▶ **PROBLEM STATEMENT**
Switch every "one point per instance" in the entries below to "one point for each instance" and write all the lines out again, otherwise unchanged and without the pictures.

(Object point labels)
start
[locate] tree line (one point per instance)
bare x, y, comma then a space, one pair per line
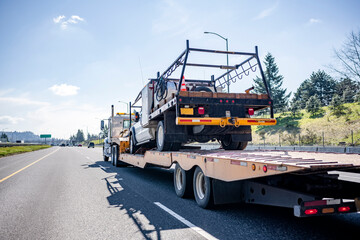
320, 89
80, 137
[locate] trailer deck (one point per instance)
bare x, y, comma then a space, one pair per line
239, 165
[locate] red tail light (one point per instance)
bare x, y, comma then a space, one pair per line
311, 211
201, 110
344, 209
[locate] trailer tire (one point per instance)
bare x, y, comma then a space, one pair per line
114, 156
183, 182
161, 144
133, 148
106, 158
228, 144
202, 189
202, 89
242, 145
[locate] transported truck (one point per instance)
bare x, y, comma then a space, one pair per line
174, 111
303, 181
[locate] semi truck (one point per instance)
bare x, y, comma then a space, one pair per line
300, 180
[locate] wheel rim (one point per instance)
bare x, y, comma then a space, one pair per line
131, 144
200, 185
227, 141
178, 178
160, 136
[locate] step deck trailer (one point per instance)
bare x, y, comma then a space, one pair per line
292, 179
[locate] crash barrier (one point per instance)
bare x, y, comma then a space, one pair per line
329, 149
307, 148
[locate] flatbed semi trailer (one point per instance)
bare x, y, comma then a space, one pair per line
292, 179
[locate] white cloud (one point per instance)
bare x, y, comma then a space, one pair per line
64, 89
6, 120
64, 23
266, 12
58, 19
21, 101
314, 21
76, 19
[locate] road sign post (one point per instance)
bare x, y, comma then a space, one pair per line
45, 136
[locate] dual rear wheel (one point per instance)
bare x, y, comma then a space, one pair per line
188, 183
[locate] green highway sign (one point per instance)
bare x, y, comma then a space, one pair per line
45, 135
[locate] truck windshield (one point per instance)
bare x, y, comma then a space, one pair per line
126, 124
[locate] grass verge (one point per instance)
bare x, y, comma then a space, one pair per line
6, 151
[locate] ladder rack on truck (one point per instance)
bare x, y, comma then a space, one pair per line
298, 180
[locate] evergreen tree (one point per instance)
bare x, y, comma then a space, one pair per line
348, 89
294, 107
80, 136
303, 93
313, 105
4, 137
274, 81
320, 84
336, 106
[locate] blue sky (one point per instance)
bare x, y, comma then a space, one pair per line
63, 63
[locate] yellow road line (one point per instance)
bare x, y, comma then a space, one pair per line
27, 166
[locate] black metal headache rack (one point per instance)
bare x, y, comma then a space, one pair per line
end
▶ **SOLUTION FOR THIS PROBLEM**
[locate] tree line (one point for each instance)
bare x, y, comma then a space, one pair per line
320, 89
80, 137
[locate] trailer deck (one point for each instance)
bare x, y, comma then a space, one pair per line
239, 165
[locate] red tail light (one point for each instance)
bare x, y, comma then a space, one pair per line
311, 211
201, 110
344, 209
[locate] trailer tire (one point for each instance)
bare x, y, comma then a space, one pair per line
114, 156
183, 182
161, 144
133, 148
106, 158
228, 144
202, 189
202, 89
242, 145
[locate] transported truck (one point for each instance)
bare x, y, comma then a space, one pair per line
174, 111
303, 181
[locate] semi truck (one point for each instance)
bare x, y, comma then a space, one pair per line
300, 180
[locate] wheel rim (one point for each instance)
bare x, y, comma then a space, one pair per line
131, 144
200, 185
227, 141
178, 178
160, 136
[locate] step deck trailer (one point for each instance)
bare x, y, comma then a space, one pair per line
292, 179
[locate] crash barrier (one point for each instance)
bare x, y, comma then a space, one pair per line
329, 149
307, 148
[locate] flatbed semi trailer (one point for each instance)
bare x, y, comma then a space, one pair per line
292, 179
[locate] white cloud (one point for each instance)
bare x, y, comma then a space, one pair per line
64, 89
6, 120
64, 23
266, 12
58, 19
21, 101
314, 21
76, 19
[locate] road sign post (one point for each instance)
bare x, y, comma then a space, one pair per line
45, 136
[locate] dual rear wheel (one point for each instance)
bare x, y, comma then a space, one pair per line
188, 183
[locate] green highway sign (one point for each instance)
bare x, y, comma then a space, one pair per line
45, 135
[locate] truck windshield (one point for each instance)
bare x, y, comma then a space, one pair per line
126, 124
[locate] grass verge (one point for each instance)
bare x, y, comma then a space, one pair per line
6, 151
[locate] ladder rack on truck (one point for each instance)
bare x, y, comma then a space, one pair per line
298, 180
[locate] evergreen tree (one point for each instance)
bare x, y, comma then a space, one pair per line
348, 89
294, 107
80, 136
303, 93
313, 105
4, 137
274, 81
320, 84
336, 106
[locate] blue sky (one point for each instance)
bare x, y, comma then a space, one pair per line
63, 63
[locate] yellow road line (one point for each instance)
bare x, y, comma then a space, one pair per line
27, 166
[locate] black metal headache rack (one point for each instance)
bare x, y, comma then a space, one pair per line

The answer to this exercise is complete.